▸ Written request
Return each line of the listing below that contains the word "this". Treat uppercase and lowercase letters as different.

▸ Task inputs

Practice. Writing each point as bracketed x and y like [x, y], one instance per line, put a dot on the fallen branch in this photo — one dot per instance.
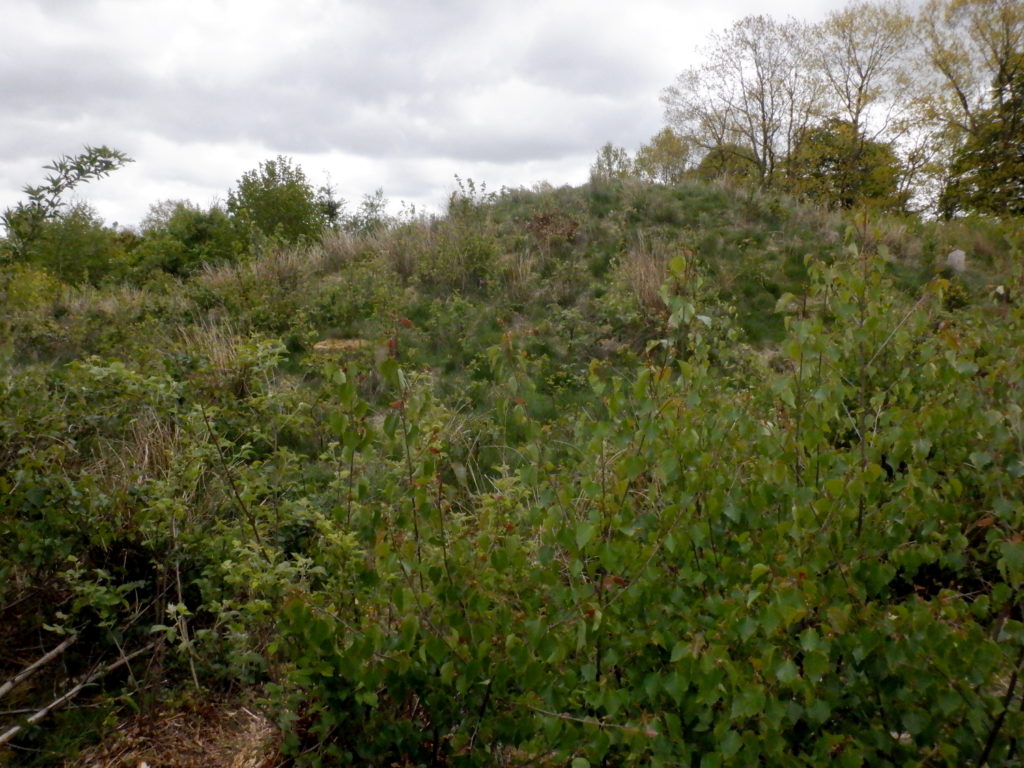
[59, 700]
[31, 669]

...

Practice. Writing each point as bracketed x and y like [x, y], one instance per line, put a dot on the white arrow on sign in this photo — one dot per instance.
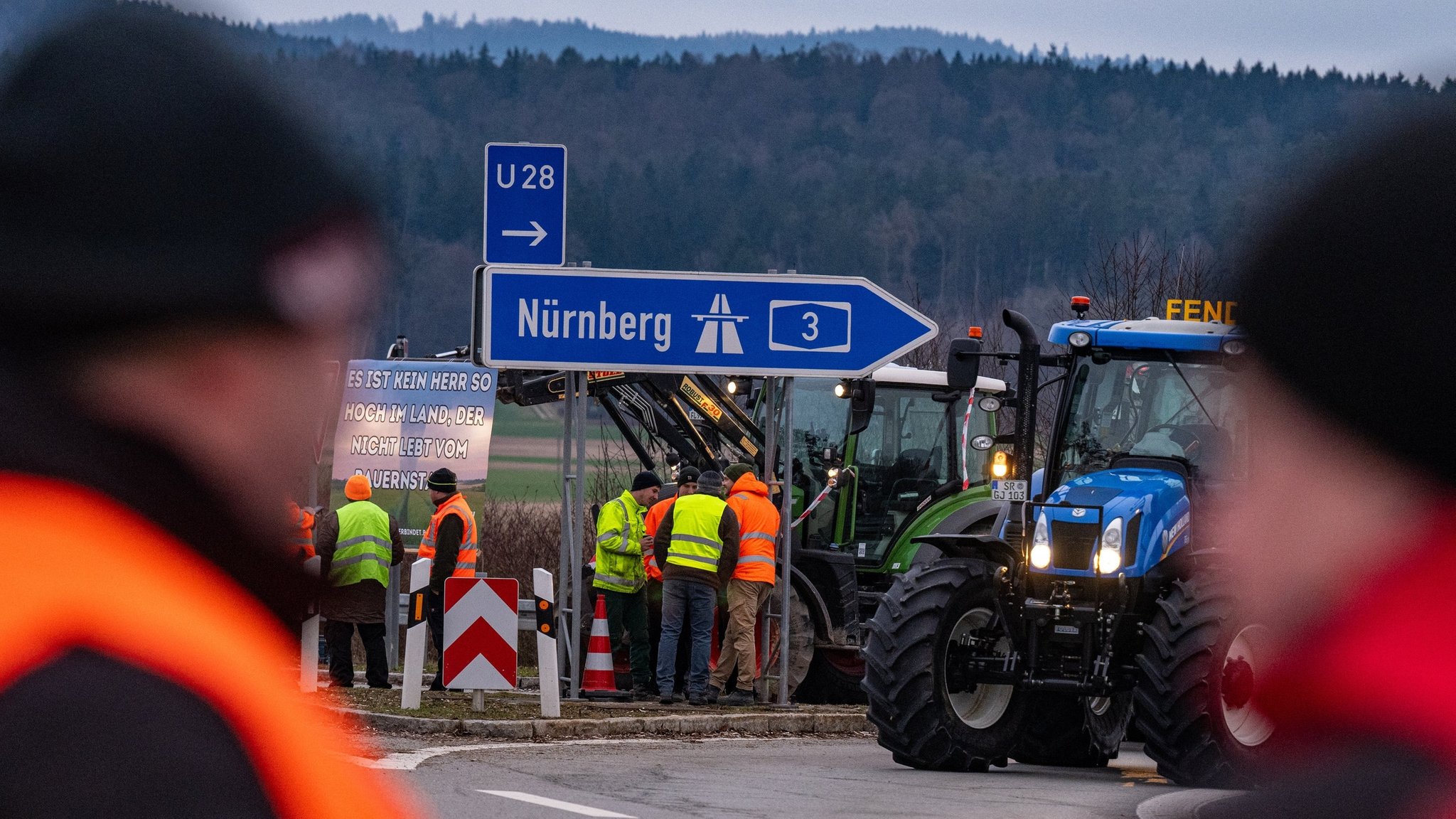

==

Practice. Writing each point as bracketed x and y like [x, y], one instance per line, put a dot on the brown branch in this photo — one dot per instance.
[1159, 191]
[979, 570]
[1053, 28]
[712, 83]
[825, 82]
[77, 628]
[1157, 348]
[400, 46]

▸ The answer
Practice. Writing each point as bracketed x and y like [x, y], one instance per line, put a dot on the fallen branch in this photo — one dot per instance.
Practice. Writing each point as bracketed x and y like [x, y], one instance per line, put a dot on the white arrow on sign in this photo — one dot per instance.
Practice. Writing each point as bracketed x and y like [x, y], one instance per line, put a dot on the brown branch in this photo — one dot per instance.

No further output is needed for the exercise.